## [Action item]
Copy each line of the records that contains the word "cloud".

## [Data section]

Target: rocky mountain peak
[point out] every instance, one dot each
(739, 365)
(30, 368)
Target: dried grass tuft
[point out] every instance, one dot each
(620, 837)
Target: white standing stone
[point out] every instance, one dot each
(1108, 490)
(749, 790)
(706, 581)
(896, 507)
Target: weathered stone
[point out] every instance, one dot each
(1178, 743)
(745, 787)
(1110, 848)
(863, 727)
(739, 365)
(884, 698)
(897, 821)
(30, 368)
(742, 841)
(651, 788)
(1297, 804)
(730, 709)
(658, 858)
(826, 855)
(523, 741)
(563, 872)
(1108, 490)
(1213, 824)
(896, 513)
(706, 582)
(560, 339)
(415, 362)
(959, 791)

==

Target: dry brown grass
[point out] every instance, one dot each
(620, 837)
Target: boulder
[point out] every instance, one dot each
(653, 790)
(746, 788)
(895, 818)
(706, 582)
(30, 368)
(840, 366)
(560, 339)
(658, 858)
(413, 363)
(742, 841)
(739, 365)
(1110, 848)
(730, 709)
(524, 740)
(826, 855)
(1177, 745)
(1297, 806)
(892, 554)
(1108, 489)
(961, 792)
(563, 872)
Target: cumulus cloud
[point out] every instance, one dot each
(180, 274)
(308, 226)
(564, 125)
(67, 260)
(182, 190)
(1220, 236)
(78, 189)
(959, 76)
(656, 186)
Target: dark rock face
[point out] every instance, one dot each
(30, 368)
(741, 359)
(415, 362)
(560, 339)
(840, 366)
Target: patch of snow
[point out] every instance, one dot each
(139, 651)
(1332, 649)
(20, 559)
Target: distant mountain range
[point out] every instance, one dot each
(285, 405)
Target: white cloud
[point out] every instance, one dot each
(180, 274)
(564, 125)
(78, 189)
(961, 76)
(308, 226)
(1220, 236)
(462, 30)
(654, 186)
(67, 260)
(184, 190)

## [Result of the exercise]
Target: cumulus cloud
Target: white cloud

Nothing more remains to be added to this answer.